**DIRECTIVE 1**
Can you transcribe exactly everything in the entries below, from the line containing "Where can the hilltop" down to the last entry, with both ends included?

FOCUS ON PARLIAMENT:
Although Uganda was born as a parliamentary democracy on October 9, 1962, there were numerous happenings that cast doubt on the continuation of parliamentary freedom that are worth reflecting on as we mark 54 years of independence.
According to the Independence Constitution, the party that won the most seats in Parliament would form government, which is why Milton Obote’s Uganda Peoples Congress, which allied with Sir Edward Mutesa II’s Kabaka Yekka, formed the first government, having edged out Benedicto Kiwanuka’s Democratic Party.
Obote became executive Prime Minister while Mutesa became Head of State. An early complication in our parliamentary democracy then arose because Kiwanuka had not made it to Parliament. Untold acrimony existed between Kiwanuka, a Muganda, and the Buganda Kingdom.
Kingdom loyalists accused Kiwanuka of being insubordinate to the Kabaka and could not envisage a situation where the Kabaka would be lower in hierarchy than a Muganda in case Kiwanuka took over power.

**LISTED RECORDS**

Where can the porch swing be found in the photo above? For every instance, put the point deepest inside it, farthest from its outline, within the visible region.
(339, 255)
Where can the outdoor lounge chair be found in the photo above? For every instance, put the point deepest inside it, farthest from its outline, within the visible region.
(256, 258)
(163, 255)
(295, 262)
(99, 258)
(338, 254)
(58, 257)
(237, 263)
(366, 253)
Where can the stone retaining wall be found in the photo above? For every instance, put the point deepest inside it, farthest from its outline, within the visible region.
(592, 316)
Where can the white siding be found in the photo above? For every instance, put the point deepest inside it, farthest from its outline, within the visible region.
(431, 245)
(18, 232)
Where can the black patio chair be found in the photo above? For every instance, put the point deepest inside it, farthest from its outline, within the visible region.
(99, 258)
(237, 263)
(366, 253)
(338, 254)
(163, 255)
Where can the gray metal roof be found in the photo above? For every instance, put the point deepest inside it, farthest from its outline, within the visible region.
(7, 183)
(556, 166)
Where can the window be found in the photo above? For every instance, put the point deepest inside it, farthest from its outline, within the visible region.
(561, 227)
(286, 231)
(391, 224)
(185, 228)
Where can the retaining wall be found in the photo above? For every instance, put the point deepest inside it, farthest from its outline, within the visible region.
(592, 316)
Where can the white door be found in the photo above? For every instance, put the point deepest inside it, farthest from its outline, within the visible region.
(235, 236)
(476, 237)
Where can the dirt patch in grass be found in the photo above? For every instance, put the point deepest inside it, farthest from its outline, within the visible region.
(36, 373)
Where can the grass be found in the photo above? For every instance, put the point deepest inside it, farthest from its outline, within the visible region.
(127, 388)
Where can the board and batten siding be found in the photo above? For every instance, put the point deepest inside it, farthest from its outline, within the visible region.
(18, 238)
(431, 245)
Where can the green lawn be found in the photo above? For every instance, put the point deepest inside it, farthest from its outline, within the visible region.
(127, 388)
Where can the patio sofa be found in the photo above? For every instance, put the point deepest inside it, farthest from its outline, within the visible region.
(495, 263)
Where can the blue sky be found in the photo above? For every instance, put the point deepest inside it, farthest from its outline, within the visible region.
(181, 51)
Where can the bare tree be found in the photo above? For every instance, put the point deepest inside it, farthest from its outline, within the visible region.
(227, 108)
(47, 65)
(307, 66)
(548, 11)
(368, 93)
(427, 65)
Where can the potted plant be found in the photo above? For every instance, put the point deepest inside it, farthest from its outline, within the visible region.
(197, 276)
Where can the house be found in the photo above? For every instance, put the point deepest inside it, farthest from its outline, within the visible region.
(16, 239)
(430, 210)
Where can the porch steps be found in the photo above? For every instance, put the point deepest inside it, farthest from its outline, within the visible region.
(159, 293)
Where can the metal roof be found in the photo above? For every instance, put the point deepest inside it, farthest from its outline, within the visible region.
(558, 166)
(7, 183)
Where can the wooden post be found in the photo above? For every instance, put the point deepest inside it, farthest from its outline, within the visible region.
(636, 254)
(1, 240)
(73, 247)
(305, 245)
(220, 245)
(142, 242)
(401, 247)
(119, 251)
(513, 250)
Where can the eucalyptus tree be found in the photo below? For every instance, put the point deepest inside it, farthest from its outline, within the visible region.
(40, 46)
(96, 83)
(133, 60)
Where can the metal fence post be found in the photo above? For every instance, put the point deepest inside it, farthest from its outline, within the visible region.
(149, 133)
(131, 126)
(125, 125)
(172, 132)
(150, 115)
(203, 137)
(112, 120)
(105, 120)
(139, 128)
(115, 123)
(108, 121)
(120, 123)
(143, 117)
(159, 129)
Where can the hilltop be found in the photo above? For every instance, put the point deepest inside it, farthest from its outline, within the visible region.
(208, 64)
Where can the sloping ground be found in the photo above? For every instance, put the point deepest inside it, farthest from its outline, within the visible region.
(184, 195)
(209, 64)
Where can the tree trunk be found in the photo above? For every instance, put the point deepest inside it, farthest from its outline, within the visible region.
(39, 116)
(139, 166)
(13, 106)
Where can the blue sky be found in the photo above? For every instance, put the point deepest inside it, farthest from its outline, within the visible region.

**DIRECTIVE 2**
Can you restate word for word everything in the passage on Uganda's Parliament above, from "Obote became executive" down to "the Buganda Kingdom."?

**FULL OUTPUT 1**
Where can the hilltop be found in the photo above? For every instance, put the point deepest inside it, farthest from its outline, within the visible region.
(208, 64)
Where can the sloping ground be found in the photo above? For every instance, put the point deepest inside it, farthest from its outline, within the visible region.
(184, 195)
(209, 64)
Where can the tree trunk be found in the photo above? For every instance, put the point deepest inside it, farthest from its outline, within the visible region.
(39, 116)
(139, 166)
(13, 106)
Where can the blue sky be found in the photo above? For every instance, put the point deepest inside it, farthest from its outline, within the visible region.

**FULL OUTPUT 2**
Obote became executive Prime Minister while Mutesa became Head of State. An early complication in our parliamentary democracy then arose because Kiwanuka had not made it to Parliament. Untold acrimony existed between Kiwanuka, a Muganda, and the Buganda Kingdom.